#### [Objective]
Extract each line of the material below that contains the word "pocket".

#### [Source material]

-- start --

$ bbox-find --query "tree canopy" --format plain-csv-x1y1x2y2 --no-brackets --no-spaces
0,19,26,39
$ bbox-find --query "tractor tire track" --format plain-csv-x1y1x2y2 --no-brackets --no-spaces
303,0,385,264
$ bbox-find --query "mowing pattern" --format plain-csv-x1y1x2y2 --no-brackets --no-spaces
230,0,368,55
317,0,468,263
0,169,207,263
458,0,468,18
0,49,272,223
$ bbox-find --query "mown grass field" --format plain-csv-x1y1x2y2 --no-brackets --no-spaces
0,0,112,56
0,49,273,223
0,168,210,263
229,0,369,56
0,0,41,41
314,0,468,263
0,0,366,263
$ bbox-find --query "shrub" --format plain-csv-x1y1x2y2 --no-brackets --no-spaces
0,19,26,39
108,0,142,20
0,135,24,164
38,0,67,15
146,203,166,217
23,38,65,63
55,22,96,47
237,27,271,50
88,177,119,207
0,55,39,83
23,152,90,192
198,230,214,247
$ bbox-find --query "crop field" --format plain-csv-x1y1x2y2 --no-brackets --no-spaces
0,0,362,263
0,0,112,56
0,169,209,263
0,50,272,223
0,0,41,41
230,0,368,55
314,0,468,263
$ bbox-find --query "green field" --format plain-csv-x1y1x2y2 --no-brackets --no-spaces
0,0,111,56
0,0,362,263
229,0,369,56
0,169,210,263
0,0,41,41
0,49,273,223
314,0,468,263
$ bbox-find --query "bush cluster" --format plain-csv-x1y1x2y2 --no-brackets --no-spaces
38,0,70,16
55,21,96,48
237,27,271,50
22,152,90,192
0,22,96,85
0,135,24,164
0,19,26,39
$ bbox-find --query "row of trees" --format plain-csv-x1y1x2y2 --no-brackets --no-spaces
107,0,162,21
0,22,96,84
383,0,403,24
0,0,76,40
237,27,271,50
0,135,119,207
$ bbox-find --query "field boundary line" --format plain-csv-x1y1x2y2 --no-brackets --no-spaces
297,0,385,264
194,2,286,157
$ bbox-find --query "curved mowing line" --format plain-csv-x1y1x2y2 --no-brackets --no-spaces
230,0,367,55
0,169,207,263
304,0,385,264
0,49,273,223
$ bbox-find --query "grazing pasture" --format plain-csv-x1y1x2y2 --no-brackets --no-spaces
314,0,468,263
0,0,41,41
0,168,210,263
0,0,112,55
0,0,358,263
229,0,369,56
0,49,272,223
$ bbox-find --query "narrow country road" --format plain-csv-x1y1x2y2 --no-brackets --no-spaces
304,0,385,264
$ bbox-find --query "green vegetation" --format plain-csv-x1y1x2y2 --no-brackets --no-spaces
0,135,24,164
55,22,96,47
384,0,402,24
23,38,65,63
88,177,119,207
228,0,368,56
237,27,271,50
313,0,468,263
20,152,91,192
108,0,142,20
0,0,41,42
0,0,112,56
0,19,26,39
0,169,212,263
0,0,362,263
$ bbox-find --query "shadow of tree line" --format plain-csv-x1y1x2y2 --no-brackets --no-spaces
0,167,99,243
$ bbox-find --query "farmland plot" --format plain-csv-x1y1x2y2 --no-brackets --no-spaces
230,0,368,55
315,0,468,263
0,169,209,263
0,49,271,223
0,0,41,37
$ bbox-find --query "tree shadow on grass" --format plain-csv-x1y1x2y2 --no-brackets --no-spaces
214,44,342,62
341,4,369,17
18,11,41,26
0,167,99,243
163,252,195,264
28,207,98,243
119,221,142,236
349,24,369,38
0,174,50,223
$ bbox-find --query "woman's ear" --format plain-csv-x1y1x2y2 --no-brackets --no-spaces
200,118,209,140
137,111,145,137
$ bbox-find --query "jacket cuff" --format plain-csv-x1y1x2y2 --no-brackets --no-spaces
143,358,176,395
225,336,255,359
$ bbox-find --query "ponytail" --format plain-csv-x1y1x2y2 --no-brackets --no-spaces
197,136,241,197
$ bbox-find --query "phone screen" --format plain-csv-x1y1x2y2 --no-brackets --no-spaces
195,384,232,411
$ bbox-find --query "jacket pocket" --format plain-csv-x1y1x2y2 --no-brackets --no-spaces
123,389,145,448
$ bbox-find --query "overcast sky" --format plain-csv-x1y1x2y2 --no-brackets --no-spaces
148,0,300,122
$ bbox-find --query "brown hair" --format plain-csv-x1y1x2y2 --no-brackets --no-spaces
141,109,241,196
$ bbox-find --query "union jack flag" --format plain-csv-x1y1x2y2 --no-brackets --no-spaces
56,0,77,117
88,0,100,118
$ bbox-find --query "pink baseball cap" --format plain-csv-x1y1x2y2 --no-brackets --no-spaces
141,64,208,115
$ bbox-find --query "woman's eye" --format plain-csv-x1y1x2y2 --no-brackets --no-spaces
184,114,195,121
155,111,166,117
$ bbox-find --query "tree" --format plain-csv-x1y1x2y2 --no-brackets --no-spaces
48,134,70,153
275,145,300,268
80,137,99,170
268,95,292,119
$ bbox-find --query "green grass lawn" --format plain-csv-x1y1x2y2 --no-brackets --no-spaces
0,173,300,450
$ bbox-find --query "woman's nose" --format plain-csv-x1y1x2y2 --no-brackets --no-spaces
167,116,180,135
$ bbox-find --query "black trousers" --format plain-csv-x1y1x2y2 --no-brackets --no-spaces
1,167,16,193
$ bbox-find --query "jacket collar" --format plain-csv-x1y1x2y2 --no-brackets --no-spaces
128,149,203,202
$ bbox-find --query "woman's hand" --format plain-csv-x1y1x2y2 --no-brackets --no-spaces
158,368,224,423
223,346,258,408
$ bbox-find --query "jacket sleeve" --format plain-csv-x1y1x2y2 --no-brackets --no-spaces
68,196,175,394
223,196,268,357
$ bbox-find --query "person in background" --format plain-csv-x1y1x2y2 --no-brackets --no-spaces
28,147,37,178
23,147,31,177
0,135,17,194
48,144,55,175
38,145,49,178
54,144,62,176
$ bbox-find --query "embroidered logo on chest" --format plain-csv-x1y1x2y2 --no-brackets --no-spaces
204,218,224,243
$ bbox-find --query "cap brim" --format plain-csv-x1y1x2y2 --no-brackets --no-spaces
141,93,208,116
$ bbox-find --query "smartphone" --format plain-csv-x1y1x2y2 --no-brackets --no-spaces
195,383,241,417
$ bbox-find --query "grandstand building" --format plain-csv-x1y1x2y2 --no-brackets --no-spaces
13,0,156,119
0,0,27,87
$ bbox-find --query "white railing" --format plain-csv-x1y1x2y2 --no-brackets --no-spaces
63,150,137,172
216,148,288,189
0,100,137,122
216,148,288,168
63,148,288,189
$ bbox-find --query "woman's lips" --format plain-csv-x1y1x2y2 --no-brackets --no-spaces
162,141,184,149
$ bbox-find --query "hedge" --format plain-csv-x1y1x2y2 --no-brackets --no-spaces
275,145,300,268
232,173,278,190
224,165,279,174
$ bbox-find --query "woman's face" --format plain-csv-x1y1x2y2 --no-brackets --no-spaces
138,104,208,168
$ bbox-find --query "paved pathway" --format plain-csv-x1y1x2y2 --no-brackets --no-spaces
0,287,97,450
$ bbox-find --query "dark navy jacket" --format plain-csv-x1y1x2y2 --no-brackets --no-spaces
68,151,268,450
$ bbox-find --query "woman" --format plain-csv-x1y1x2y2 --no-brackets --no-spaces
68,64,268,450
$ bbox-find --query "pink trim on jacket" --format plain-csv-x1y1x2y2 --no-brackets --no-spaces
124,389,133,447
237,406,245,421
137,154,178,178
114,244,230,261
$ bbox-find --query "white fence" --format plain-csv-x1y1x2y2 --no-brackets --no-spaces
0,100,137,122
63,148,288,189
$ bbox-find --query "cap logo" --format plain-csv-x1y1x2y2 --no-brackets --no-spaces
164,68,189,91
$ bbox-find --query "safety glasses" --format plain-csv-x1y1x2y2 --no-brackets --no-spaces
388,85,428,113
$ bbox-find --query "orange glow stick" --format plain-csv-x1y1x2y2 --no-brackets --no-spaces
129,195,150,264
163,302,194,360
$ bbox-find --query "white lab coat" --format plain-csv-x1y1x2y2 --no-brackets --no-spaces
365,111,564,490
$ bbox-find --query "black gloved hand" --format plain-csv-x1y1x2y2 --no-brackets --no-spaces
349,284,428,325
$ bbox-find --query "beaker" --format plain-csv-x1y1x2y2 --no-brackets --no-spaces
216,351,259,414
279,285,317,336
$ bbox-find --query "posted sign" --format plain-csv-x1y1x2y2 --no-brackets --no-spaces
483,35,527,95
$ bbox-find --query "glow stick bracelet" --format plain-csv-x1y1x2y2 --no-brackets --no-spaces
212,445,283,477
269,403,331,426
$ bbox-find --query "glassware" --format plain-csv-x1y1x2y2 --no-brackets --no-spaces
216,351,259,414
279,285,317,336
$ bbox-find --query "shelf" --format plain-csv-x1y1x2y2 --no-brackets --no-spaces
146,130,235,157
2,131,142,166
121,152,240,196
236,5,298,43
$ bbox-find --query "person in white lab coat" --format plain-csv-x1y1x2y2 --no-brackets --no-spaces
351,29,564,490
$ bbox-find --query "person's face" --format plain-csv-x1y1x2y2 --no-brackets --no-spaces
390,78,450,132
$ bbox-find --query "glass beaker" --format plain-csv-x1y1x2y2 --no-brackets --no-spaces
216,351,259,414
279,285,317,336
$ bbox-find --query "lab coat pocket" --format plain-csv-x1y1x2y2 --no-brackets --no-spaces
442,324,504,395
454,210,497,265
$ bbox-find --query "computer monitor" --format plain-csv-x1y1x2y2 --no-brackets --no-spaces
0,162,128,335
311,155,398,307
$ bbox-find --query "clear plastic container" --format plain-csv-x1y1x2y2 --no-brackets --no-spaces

-- end --

#### [Response]
$ bbox-find --query "jacket pocket" --format plain-csv-x1y1x2y2 --no-brackets --no-spaces
$ bbox-find --query "lab coat pocket" --format plain-csv-x1y1x2y2 --no-brackets --no-spaces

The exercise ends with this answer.